● **JOB 1**:
Copy the drinking water passage, everything from "Water is a fundamental" down to "Goals (UN, 2018).", swapping "public welfare" for "public well-being".
● **JOB 2**:
Render the records as a Markdown table with the columns Row and Line, everything from the line containing "the road curb?" down to the end of the records, one numbered row per line and no rows for blank lines. Leave the pictures out.

● **EXTRACT**:
********

Main authors: Oene Oenema, Meindert Commelin, Piet Groenendijk, John Williams, Susanne Klages, Isobel Wright, Morten Graversgaard, Irina Calciu, António Ferreira, Tommy Dalgaard, Nicolas Surdyk, Marina Pintar, Christophoros Christophoridis, Peter Schipper, Donnacha Doody
FAIRWAYiS Editor: Jane Brandt
Source document: »Oenema, O. et al. 2018. Review of measures to decrease nitrate pollution of drinking water sources. FAIRWAY Project Deliverable 4.1, 125 pp

 

Water is a fundamental human need. Humans require at least 20 to 50 liters of clean, safe water a day for drinking, cooking, and simply keeping themselves clean. Sufficient safe drinking water is vital for public welfare and an important driver of a healthy economy. According to the World Health Organization, safe drinking-water is water that "does not represent any significant risk to health” (WHO, 2017). About 2 billion people in the world lack sufficient safe drinking water. About 1 million people are estimated to die annually as a result of unsafe drinking-water (WHO, 2018). Both, access to and the quality of drinking water are important. Protecting human health from adverse effects of unsafe drinking water is a top global priority of the United Nations Sustainable Development Goals (UN, 2018).

********

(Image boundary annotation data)
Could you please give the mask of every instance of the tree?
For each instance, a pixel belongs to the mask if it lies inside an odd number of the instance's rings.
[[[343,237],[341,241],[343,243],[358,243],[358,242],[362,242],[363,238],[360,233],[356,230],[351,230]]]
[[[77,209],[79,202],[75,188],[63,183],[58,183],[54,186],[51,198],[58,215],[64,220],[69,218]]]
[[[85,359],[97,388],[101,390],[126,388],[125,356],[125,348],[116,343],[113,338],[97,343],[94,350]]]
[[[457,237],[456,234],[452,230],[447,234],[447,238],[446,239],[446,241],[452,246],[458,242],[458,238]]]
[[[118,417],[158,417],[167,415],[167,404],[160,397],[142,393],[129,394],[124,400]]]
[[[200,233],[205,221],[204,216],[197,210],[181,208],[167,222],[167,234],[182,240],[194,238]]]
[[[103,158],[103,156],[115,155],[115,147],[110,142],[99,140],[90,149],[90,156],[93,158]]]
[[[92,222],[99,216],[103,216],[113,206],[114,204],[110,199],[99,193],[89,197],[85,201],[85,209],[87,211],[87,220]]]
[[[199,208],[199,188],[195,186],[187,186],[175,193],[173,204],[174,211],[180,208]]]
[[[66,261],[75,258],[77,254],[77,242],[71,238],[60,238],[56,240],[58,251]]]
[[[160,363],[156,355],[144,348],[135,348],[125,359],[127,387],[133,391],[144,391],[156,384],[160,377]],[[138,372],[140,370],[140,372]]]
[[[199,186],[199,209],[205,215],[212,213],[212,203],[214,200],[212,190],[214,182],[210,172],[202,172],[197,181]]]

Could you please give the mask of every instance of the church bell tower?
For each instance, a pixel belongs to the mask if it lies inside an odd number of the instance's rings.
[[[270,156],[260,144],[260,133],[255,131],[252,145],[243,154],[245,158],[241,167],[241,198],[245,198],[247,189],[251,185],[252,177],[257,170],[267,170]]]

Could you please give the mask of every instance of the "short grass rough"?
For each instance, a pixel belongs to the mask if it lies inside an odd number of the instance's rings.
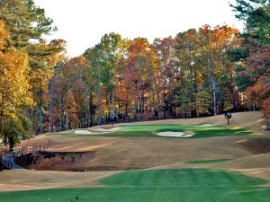
[[[74,134],[70,132],[58,133],[61,136],[122,136],[122,137],[159,137],[159,138],[183,138],[183,137],[169,137],[156,135],[158,132],[174,131],[183,132],[191,130],[194,132],[194,136],[184,138],[203,138],[212,136],[247,136],[251,135],[252,132],[241,127],[224,127],[224,126],[209,126],[197,127],[187,125],[129,125],[123,126],[122,130],[117,130],[112,133],[101,134]]]
[[[236,171],[172,169],[126,171],[101,180],[106,187],[0,193],[1,202],[269,202],[263,180]]]
[[[186,162],[185,163],[187,163],[187,164],[216,163],[216,162],[228,162],[230,160],[232,160],[232,159],[210,159],[210,160]]]

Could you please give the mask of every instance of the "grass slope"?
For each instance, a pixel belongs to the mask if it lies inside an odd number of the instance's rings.
[[[1,202],[268,202],[264,180],[209,169],[122,172],[101,180],[107,187],[0,193]],[[78,199],[76,199],[76,197]]]
[[[193,162],[186,162],[187,164],[197,164],[197,163],[216,163],[221,162],[228,162],[232,159],[211,159],[211,160],[201,160],[201,161],[193,161]]]
[[[122,130],[104,133],[104,134],[93,134],[93,135],[81,135],[74,133],[61,133],[58,135],[64,136],[125,136],[125,137],[160,137],[160,138],[179,138],[179,137],[164,137],[156,135],[158,132],[175,131],[182,132],[184,130],[192,130],[194,136],[188,138],[202,138],[212,136],[245,136],[251,135],[252,132],[240,127],[232,127],[225,126],[210,126],[210,127],[197,127],[186,125],[130,125],[122,127]],[[181,137],[180,137],[181,138]],[[185,137],[186,138],[186,137]]]

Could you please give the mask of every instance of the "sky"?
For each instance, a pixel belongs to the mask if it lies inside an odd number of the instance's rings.
[[[233,1],[233,0],[231,0]],[[77,57],[109,32],[122,38],[175,36],[204,24],[239,30],[228,0],[35,0],[58,31],[49,37],[67,40],[68,56]]]

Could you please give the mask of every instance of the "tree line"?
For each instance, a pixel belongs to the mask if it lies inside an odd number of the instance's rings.
[[[175,37],[104,34],[81,56],[65,40],[47,42],[52,20],[32,0],[0,5],[0,136],[14,145],[32,134],[122,121],[262,110],[270,114],[269,2],[237,0],[243,32],[203,25]]]

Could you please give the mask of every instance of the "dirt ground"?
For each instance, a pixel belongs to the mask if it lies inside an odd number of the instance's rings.
[[[220,115],[134,124],[226,125],[226,120],[223,115]],[[116,126],[122,125],[124,124]],[[0,172],[0,191],[97,186],[98,179],[119,171],[151,168],[233,169],[270,181],[270,132],[266,130],[262,114],[234,113],[230,125],[250,129],[254,135],[194,139],[40,136],[22,145],[49,144],[50,151],[95,151],[95,157],[83,165],[83,169],[94,171],[4,171]],[[91,130],[94,131],[95,128]],[[233,160],[212,164],[184,163],[189,161],[210,159]]]

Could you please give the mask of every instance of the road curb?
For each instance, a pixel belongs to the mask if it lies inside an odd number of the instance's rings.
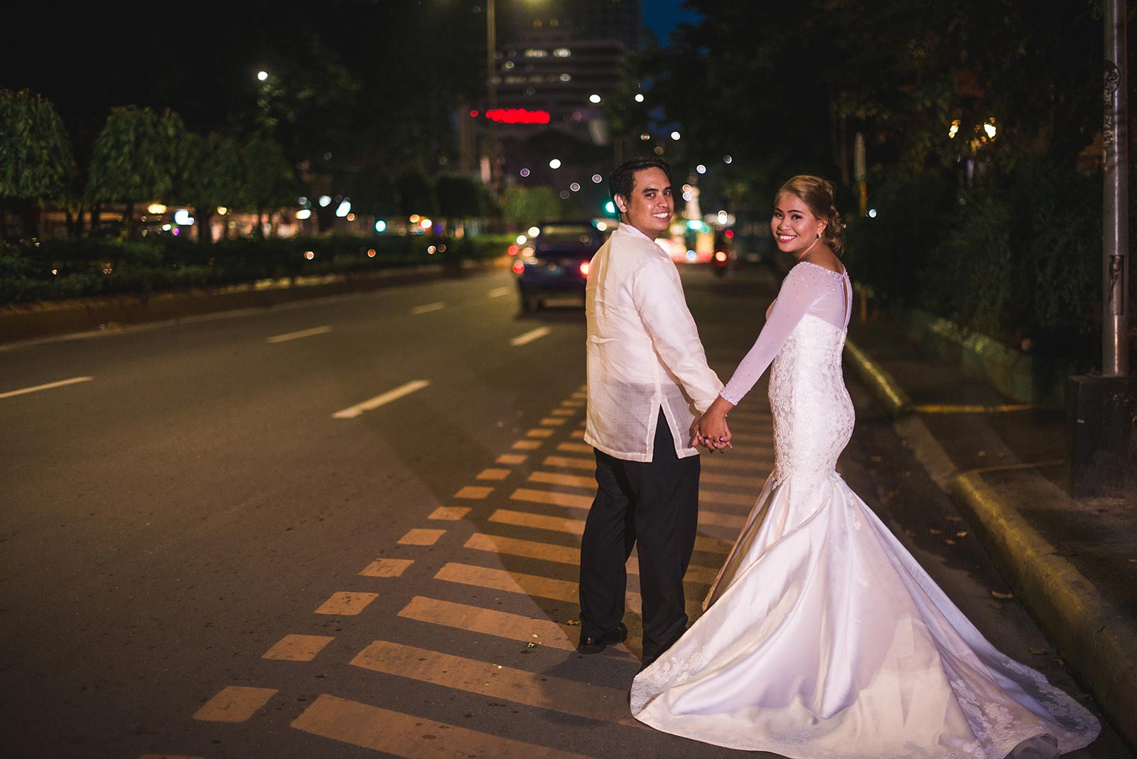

********

● **FULL RESPONSE 1**:
Water is a fundamental human need. Humans require at least 20 to 50 liters of clean, safe water a day for drinking, cooking, and simply keeping themselves clean. Sufficient safe drinking water is vital for public well-being and an important driver of a healthy economy. According to the World Health Organization, safe drinking-water is water that "does not represent any significant risk to health” (WHO, 2017). About 2 billion people in the world lack sufficient safe drinking water. About 1 million people are estimated to die annually as a result of unsafe drinking-water (WHO, 2018). Both, access to and the quality of drinking water are important. Protecting human health from adverse effects of unsafe drinking water is a top global priority of the United Nations Sustainable Development Goals (UN, 2018).

● **FULL RESPONSE 2**:
| Row | Line |
|---|---|
| 1 | Could you please give the mask of every instance of the road curb? |
| 2 | For each instance, a pixel belongs to the mask if it lies inside an odd number of the instance's rings. |